> [What is being asked]
Could you copy out, word for word, everything from the line containing "Please tag the boat cabin" down to the end of the records below?

Excerpts of pointing data
---

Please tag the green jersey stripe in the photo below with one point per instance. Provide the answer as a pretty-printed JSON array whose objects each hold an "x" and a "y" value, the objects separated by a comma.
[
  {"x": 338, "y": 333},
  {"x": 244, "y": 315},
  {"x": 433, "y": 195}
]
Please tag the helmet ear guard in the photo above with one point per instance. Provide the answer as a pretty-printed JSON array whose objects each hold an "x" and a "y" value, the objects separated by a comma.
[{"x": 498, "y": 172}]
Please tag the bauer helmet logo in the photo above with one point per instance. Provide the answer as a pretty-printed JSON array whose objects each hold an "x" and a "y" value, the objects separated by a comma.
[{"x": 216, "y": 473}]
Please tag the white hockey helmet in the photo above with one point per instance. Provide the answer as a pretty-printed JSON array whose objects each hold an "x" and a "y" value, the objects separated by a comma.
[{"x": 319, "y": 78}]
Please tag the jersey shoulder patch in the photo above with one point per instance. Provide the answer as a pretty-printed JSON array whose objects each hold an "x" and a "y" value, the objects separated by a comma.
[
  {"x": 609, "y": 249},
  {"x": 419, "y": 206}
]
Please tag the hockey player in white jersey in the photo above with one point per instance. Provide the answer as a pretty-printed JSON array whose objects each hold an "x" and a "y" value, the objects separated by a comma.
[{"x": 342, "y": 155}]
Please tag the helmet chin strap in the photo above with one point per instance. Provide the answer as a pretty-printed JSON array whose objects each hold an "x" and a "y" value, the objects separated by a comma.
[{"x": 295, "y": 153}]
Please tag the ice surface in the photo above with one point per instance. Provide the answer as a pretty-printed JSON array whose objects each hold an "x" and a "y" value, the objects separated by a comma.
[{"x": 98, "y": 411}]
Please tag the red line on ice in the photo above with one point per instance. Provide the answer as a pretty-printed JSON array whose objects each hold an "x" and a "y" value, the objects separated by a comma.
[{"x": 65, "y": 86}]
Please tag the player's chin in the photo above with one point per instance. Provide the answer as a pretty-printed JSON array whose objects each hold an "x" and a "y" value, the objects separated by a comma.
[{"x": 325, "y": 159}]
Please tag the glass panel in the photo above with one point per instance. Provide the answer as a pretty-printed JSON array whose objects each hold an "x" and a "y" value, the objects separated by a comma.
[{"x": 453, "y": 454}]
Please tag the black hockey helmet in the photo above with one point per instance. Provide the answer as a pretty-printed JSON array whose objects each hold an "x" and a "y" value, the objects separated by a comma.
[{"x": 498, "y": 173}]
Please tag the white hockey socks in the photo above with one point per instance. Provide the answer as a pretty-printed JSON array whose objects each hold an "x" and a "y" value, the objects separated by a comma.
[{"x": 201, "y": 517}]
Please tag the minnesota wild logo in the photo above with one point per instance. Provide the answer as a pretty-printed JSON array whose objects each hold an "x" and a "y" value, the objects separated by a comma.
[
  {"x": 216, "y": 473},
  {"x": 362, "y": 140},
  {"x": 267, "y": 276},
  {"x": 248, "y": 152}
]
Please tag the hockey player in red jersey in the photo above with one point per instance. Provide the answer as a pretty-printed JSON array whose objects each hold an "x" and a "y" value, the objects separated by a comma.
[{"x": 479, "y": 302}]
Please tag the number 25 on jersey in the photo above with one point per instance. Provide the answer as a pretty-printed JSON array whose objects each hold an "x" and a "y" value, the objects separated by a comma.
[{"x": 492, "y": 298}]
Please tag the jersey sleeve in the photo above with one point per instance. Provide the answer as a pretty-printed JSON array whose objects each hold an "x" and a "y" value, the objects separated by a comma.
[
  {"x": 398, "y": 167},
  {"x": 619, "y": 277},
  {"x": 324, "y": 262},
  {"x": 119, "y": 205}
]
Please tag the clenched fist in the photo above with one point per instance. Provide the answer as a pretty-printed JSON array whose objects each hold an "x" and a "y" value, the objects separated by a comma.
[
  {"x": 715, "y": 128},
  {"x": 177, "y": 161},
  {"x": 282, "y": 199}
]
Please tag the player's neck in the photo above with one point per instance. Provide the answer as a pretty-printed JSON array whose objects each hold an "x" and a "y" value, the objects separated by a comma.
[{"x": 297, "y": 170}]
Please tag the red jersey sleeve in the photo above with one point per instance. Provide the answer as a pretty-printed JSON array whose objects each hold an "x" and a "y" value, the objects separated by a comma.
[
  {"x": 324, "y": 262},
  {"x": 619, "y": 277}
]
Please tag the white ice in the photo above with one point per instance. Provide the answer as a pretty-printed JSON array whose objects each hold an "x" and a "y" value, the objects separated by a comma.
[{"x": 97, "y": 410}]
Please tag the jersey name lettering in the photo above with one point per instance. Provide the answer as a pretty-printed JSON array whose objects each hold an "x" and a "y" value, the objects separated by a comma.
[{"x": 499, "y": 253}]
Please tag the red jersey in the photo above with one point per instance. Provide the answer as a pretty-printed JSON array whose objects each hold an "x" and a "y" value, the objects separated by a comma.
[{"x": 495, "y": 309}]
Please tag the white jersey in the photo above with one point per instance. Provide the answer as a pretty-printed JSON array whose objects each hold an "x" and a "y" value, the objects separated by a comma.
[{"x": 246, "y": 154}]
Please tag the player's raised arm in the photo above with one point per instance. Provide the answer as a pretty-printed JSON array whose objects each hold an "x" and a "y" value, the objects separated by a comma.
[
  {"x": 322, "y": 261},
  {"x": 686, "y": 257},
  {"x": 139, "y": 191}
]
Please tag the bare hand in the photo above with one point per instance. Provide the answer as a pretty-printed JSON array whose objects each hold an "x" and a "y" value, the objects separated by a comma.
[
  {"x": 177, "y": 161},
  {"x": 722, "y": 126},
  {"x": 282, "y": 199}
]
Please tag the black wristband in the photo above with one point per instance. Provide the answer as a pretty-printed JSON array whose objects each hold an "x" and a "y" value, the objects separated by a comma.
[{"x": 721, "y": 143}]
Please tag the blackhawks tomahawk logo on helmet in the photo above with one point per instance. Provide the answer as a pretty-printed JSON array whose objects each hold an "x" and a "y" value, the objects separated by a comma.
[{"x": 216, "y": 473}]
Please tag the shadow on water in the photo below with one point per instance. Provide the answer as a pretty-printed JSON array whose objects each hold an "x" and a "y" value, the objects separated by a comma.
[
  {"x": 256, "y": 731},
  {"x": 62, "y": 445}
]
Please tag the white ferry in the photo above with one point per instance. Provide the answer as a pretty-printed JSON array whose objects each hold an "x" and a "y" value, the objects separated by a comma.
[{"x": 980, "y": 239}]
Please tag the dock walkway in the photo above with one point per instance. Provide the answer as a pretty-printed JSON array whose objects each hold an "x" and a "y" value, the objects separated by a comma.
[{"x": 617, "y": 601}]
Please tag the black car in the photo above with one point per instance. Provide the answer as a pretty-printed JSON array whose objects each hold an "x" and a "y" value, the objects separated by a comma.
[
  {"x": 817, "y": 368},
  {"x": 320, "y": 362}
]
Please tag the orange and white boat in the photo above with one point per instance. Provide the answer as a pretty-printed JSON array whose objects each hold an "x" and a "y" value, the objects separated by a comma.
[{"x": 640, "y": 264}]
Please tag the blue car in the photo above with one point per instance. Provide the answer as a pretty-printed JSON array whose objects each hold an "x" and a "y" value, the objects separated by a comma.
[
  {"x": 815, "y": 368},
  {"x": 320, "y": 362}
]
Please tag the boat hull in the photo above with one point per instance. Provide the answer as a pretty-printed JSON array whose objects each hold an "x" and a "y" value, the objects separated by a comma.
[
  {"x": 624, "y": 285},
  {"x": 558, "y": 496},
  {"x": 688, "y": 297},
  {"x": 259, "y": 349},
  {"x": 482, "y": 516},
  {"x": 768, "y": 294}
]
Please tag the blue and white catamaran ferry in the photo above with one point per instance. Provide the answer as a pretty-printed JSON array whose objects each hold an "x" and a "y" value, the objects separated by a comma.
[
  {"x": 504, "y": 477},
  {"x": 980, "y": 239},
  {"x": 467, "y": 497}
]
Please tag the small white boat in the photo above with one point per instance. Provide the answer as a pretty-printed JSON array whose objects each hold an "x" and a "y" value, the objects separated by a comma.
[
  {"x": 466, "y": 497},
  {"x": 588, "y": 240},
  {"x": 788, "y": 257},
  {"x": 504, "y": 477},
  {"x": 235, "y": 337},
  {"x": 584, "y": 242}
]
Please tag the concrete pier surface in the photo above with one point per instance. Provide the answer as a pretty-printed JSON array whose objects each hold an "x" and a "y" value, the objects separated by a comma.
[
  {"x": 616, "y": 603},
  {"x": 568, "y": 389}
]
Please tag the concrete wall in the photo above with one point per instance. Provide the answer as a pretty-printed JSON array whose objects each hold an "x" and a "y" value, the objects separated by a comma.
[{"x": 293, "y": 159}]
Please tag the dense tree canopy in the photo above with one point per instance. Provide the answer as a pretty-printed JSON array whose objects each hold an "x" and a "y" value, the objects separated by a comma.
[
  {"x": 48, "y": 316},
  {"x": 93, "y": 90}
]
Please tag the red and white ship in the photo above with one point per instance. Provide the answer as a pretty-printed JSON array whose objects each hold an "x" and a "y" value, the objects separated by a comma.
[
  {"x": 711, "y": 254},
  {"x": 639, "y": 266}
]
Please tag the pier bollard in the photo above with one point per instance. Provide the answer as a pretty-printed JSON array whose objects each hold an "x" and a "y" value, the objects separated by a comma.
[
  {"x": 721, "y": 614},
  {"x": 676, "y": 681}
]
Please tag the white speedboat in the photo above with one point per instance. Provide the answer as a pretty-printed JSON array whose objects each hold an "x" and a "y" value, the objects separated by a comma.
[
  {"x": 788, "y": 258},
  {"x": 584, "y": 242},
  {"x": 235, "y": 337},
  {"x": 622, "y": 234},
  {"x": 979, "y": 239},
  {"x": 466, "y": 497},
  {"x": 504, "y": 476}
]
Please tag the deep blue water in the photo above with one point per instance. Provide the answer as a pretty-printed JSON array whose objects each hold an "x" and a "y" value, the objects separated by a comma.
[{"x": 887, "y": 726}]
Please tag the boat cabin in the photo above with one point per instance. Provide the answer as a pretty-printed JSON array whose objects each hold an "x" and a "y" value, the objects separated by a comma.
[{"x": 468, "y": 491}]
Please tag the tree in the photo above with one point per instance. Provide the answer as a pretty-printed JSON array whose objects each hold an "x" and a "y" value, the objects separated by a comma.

---

> [Response to this task]
Please tag the boat cabin in the photo above with one point per instance. Provide the answer as a pretty-printed JSON array whose objects each hold an "x" and a "y" value, the objects separated by a comma.
[{"x": 468, "y": 491}]
Please tag the tree in the photo above with one point per instance. Provide the answer as a pretty-printed JSON array whose objects each hold an "x" and a "y" value, the objects separated by a comma.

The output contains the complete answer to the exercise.